### Instructions for the task
Nothing but the pictures gets dropped; retype every entry exactly.

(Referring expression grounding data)
■ ■ ■ ■
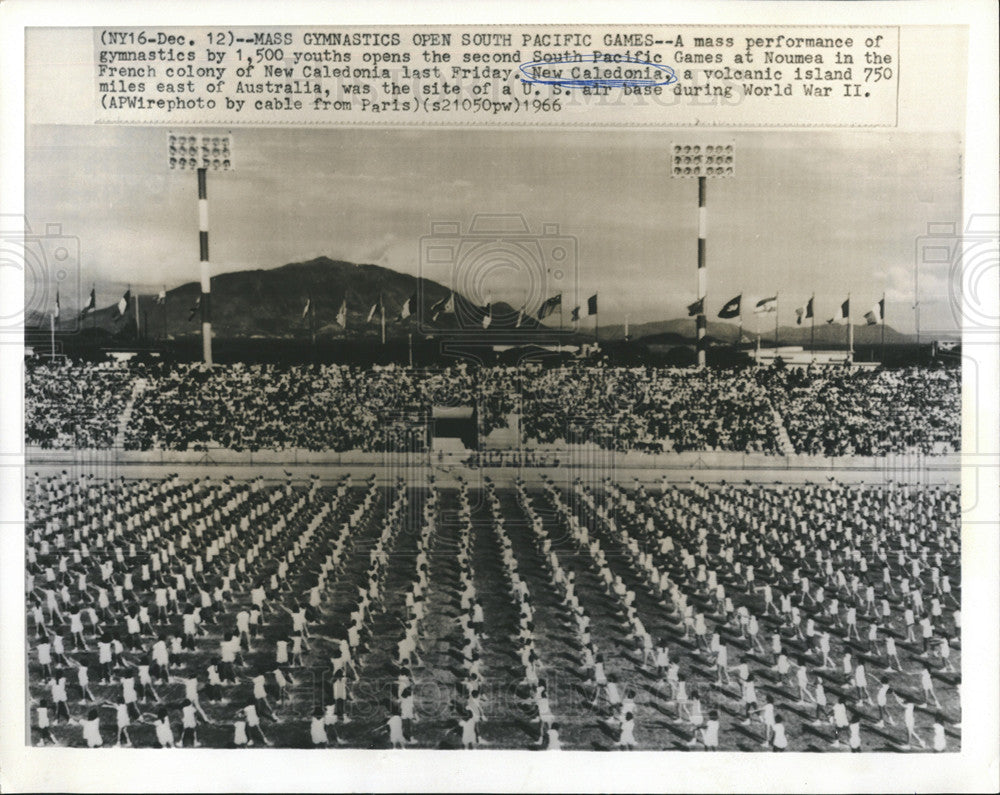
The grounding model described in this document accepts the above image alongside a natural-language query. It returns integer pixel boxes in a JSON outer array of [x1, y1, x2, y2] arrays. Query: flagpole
[[162, 284, 167, 343], [408, 332, 413, 367], [310, 292, 316, 351], [625, 313, 630, 342], [734, 296, 742, 350], [880, 292, 886, 365], [755, 309, 761, 363], [847, 291, 854, 364], [134, 287, 140, 339], [774, 291, 779, 350], [558, 298, 563, 356], [49, 311, 55, 358], [810, 293, 815, 351], [90, 283, 95, 338], [380, 292, 386, 346], [594, 294, 599, 346]]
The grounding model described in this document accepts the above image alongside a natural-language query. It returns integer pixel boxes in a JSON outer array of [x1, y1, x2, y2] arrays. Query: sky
[[26, 124, 963, 333]]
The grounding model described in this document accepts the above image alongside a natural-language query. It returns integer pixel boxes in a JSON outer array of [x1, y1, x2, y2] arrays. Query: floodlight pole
[[197, 167, 213, 367], [696, 176, 707, 367], [672, 142, 733, 368], [170, 133, 231, 366]]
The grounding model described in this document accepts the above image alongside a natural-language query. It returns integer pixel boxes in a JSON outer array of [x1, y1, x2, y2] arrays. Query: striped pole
[[696, 176, 707, 367], [197, 168, 213, 366]]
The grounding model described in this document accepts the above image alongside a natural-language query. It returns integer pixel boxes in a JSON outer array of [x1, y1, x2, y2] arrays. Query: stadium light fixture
[[168, 132, 233, 366], [672, 141, 736, 366]]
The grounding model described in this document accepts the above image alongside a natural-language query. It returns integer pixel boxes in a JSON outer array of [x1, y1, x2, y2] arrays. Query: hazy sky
[[27, 124, 962, 332]]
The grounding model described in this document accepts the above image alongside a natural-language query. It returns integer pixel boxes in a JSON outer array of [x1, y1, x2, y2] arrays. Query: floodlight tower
[[671, 142, 735, 367], [168, 132, 232, 366]]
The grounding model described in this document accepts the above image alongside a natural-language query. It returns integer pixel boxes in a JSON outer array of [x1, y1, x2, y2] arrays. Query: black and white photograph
[[1, 2, 997, 793]]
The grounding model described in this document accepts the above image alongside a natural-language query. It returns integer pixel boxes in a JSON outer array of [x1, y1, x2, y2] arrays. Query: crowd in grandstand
[[23, 360, 134, 449], [770, 367, 960, 456], [24, 471, 960, 750], [23, 358, 960, 457], [518, 367, 783, 453]]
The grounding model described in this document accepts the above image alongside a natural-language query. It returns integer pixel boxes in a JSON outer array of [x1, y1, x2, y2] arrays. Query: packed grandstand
[[24, 360, 960, 457]]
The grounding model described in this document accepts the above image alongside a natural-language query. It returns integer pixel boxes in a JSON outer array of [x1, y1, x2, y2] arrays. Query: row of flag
[[301, 296, 347, 327], [689, 293, 886, 326], [298, 290, 600, 331], [62, 285, 885, 333], [537, 293, 599, 323], [76, 288, 155, 318]]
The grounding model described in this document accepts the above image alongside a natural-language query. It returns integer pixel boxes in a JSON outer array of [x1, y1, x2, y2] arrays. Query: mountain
[[601, 318, 917, 347], [26, 258, 574, 343], [23, 256, 923, 347], [27, 258, 454, 341]]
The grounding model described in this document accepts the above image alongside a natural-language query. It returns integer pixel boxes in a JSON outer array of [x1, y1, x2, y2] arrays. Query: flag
[[54, 290, 60, 320], [537, 294, 562, 321], [301, 297, 311, 319], [430, 291, 454, 321], [336, 299, 347, 328], [718, 294, 741, 319], [864, 298, 884, 326], [481, 303, 492, 329], [187, 295, 201, 322], [398, 292, 417, 321], [570, 306, 580, 323], [587, 294, 598, 316], [79, 287, 96, 317], [754, 296, 777, 314], [795, 297, 814, 325], [687, 297, 704, 317], [113, 289, 131, 320], [366, 297, 382, 323], [828, 298, 850, 324]]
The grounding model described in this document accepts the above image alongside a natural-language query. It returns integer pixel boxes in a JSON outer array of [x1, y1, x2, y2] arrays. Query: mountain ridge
■ ■ ■ ■
### Task response
The grounding model described in this document accepts the above image alongside a natural-language query. It returns integer pixel boxes in a JSON outer array of [x1, y1, x2, y2] arrays. Query: flagpole
[[162, 284, 167, 343], [408, 332, 413, 367], [310, 292, 316, 351], [625, 313, 630, 342], [734, 296, 742, 350], [880, 292, 886, 365], [755, 309, 761, 363], [847, 291, 854, 364], [134, 287, 140, 339], [774, 291, 779, 350], [558, 298, 563, 356], [49, 311, 55, 358], [810, 293, 815, 351], [90, 283, 95, 338], [380, 292, 386, 346], [594, 294, 599, 346]]
The grounding model described in this document accepts the above image alongside a natural-language query. It returns integer pixel boxes in a JSON outer array of [x1, y1, x2, y2] arrays. Query: sky
[[26, 124, 963, 333]]
The grounding model described in this document accepts the above image alongside a natural-language query. It returns integer pixel boxes in a JSON outer array of [x1, y1, x2, y2] arrays. Query: floodlight pole
[[197, 167, 213, 367], [696, 176, 707, 367], [672, 142, 733, 368], [170, 133, 231, 366]]
The grounding model described in this document accepts the above image alongside a natural-language query. It returns integer pixel boxes in a JSON outer array of [x1, y1, x2, y2] arrays. Query: striped pole
[[696, 176, 707, 367], [197, 168, 213, 366]]
The grounding model described in this document accepts the above image alongside a natural-language query. It returns integer pixel boxes in a JSON outer array of [x1, y1, x2, y2] arrays. Query: stadium light fixture
[[168, 132, 233, 366], [672, 141, 736, 366]]
The grounding model described in this document accepts the above image alongside a natural-language query. It returns integer pixel boxes in a JSON outer array of [x1, y1, x2, y2] arrays. Query: hazy sky
[[27, 124, 962, 332]]
The grounding model described in this document accepts the above image alongside a natural-language query. It returns integer pixel boxes in a JSON outer array of [x1, y1, x2, y2] arrays. Query: floodlight tower
[[671, 142, 735, 367], [168, 132, 232, 366]]
The grounding model described in this document accepts the above image alongside a natural-language query. It returns integer pixel boxes in a JSON outer array of [x1, y1, x2, y2] arrays. Query: black and white photograph
[[1, 2, 997, 793]]
The grounding model described in this document accepts the above image alongside a natural-language query. It returns integer pixel boxes in a JSON outer array of [x1, y1, x2, y2] arrays. Query: crowd in grandstand
[[23, 360, 134, 449], [770, 367, 960, 456], [24, 471, 960, 750], [23, 358, 960, 457], [518, 367, 783, 453]]
The grounding model described in this document accepts the above image alongside a natural-language query. It returns integer pixel boxes in a JSON outer array of [x1, y1, x2, y2] arrays. Query: packed grandstand
[[24, 360, 960, 457]]
The grounding model described in this document accepts the above image alongside a natural-language query. It returns integer pixel boxes in a JSON outer array of [x1, y1, x2, y2] arrays. Query: row of flag
[[301, 296, 347, 327], [689, 293, 886, 326], [298, 290, 600, 331], [62, 285, 885, 333], [537, 293, 599, 323], [76, 288, 155, 318]]
The grounding model described in this document accepts the above image alongside a natural-language query. It returns integer pixel boxes in a JSON outer array of [x1, y1, x2, y2] arrays. Query: mountain
[[601, 318, 917, 347], [26, 258, 574, 343], [23, 256, 923, 347], [27, 258, 454, 341]]
The grounding model described in this document accepts the above image alongside a natural-language query. It returns integer pixel boxes in a JSON outer array of [x1, y1, x2, y2] arrays. Query: flag
[[54, 290, 60, 320], [537, 294, 562, 321], [301, 297, 311, 319], [430, 291, 454, 321], [336, 299, 347, 328], [718, 294, 741, 319], [864, 298, 884, 326], [481, 303, 492, 329], [187, 295, 201, 322], [398, 292, 417, 321], [570, 306, 580, 323], [587, 294, 598, 316], [79, 287, 96, 317], [754, 296, 777, 314], [795, 297, 814, 325], [687, 297, 704, 317], [113, 289, 131, 320], [366, 297, 382, 323], [828, 298, 850, 324]]
The grounding model described in this document accepts the above image alongside a natural-language query. It returns integer pixel boxes in a JSON outer array of [x1, y1, x2, y2] arrays. Query: mountain ridge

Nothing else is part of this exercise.